- **Fragmento**:
==========
Suponga que usted despierta en un hospital conectado por vía intravenosa a un paciente que se encuentra inconsciente en la cama del lado. El médico le cuenta que se trata de un famoso violinista que necesita que alguien le provea durante un tiempo de la función renal, por lo que un grupo de amantes de la música lo secuestró a usted y después de sedarlo lo conectó al enfermo. El médico le señala que lo necesitan durante nueve meses para encontrar un tratamiento; en caso de que usted decida desconectarse, el violinista morirá. Este es en síntesis el caso inventado por Judith Thomson hace más de 40 años para defender el derecho de la mujer a "desconectarse" del hijo que espera y que ha sido propuesto ahora en Chile como una fórmula de consenso para aprobar el aborto en las tres causales planteadas por el proyecto de ley en actual tramitación.
==========
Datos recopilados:
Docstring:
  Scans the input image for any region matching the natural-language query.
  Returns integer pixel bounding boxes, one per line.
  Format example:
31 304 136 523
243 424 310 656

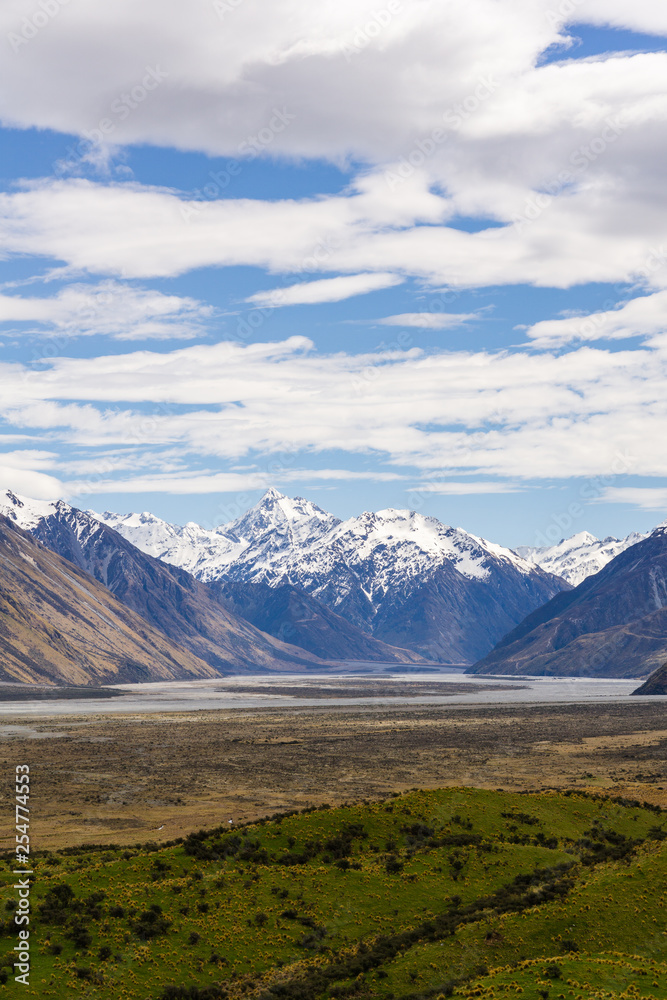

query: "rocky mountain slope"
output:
0 515 216 685
632 661 667 694
515 531 647 587
472 524 667 677
207 580 427 663
0 493 344 673
96 490 568 663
==========
- **Actividad**:
Redacte la continuación del fragmento sobre el caso del violinista y el debate del aborto en Chile, a partir de su última oración.

- **Respuesta**:
Se trata de una analogía con la madre embarazada que busca convencer de que el aborto debería proceder aun cuando se reconozca que la criatura a abortar sea una persona, como sucede con el violinista del caso. Sería muy generoso -se arguye- por parte del secuestrado consentir en que su cuerpo sea utilizado para salvar al violinista, pero ello no podría serle exigido. No podemos esperar -dice Thomson- que todos se comporten como el buen samaritano de la parábola evangélica. Siguiendo esta lógica, en nuestro país se ha sostenido que la mantención del embarazo para permitir el nacimiento del niño en gestación, al menos en las tres causales del proyecto, sería una conducta "supererogatoria", es decir, algo moralmente bueno, digno de admiración incluso, pero más allá de lo que razonablemente puede exigirse a una persona común.
Sin duda se trata de un argumento persuasivo, y que además tiene la virtud de reconocer que el concebido puede tener derechos o intereses autónomos que no pueden serle desconocidos por la sola decisión de la madre. Pese a ello, pensamos que falla por dos razones fundamentales.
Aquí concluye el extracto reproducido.